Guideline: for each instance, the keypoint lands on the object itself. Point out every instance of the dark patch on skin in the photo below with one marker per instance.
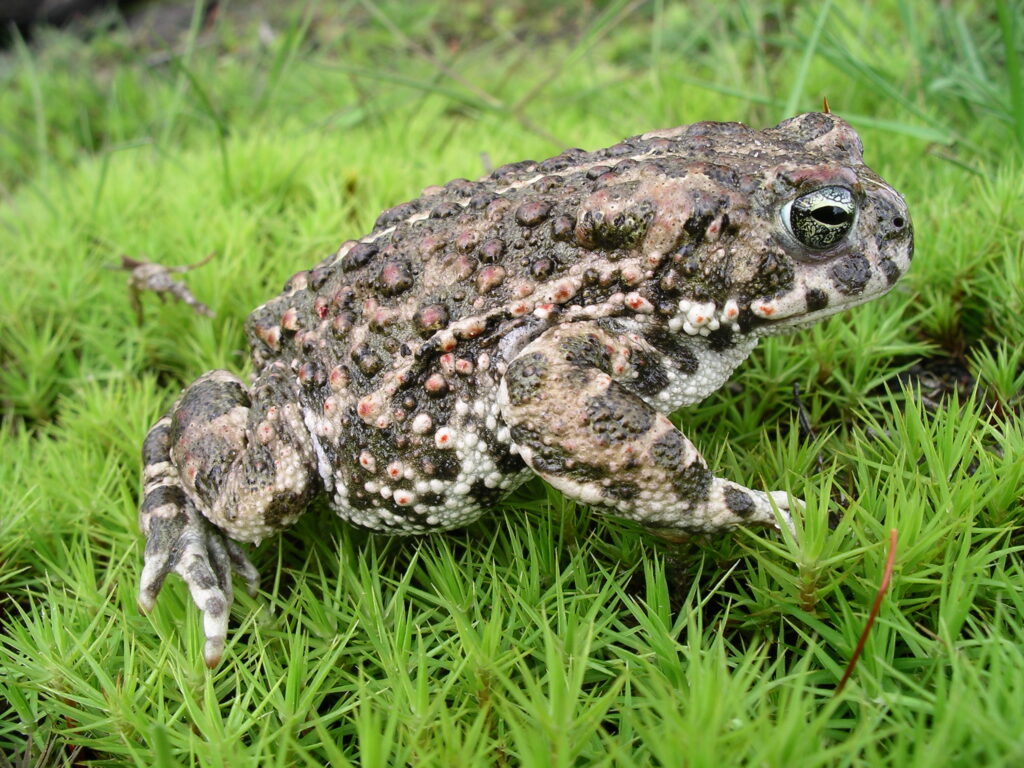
(625, 230)
(483, 496)
(850, 274)
(774, 275)
(164, 495)
(692, 482)
(721, 339)
(441, 465)
(285, 506)
(816, 299)
(157, 445)
(668, 451)
(506, 462)
(890, 269)
(586, 350)
(206, 400)
(395, 276)
(621, 491)
(738, 502)
(360, 254)
(651, 377)
(617, 417)
(675, 347)
(397, 214)
(524, 377)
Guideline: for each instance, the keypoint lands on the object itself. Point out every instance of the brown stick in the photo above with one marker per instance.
(883, 588)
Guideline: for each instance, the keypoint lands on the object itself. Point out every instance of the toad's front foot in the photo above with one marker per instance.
(180, 540)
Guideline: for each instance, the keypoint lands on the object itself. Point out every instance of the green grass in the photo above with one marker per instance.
(545, 634)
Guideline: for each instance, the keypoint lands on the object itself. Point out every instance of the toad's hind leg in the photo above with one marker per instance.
(568, 401)
(219, 467)
(179, 539)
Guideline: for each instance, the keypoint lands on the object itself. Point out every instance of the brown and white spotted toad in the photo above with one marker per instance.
(544, 320)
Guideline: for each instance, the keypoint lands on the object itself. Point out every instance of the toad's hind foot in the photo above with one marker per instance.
(179, 539)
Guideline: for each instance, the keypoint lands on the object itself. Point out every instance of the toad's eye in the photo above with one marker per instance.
(821, 218)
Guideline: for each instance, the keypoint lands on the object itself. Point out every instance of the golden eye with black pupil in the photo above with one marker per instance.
(821, 218)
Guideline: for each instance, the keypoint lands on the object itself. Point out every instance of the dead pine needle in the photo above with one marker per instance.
(883, 588)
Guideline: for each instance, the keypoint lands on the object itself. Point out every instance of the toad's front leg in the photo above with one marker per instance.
(220, 467)
(569, 402)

Your task
Please rewrite the entries between the line holding "of the golden" and the end of the entries, inclusive. Keep every line, and offset each coordinate in the answer points by 68.

Full response
Guideline: for each instance, the keypoint lands on the object itself. Point out every instance of the golden eye with black pupil in the photo above with one marker per instance.
(889, 286)
Guideline: for each instance, the keypoint lands on the object itself. Point out every instance of the dead pine needle in the photo above with one marker per instance.
(951, 656)
Guideline: for each instance, the keypoint lands on the object itself. Point out every instance of the toad's front leg in the photo above with one marker per instance.
(288, 535)
(637, 470)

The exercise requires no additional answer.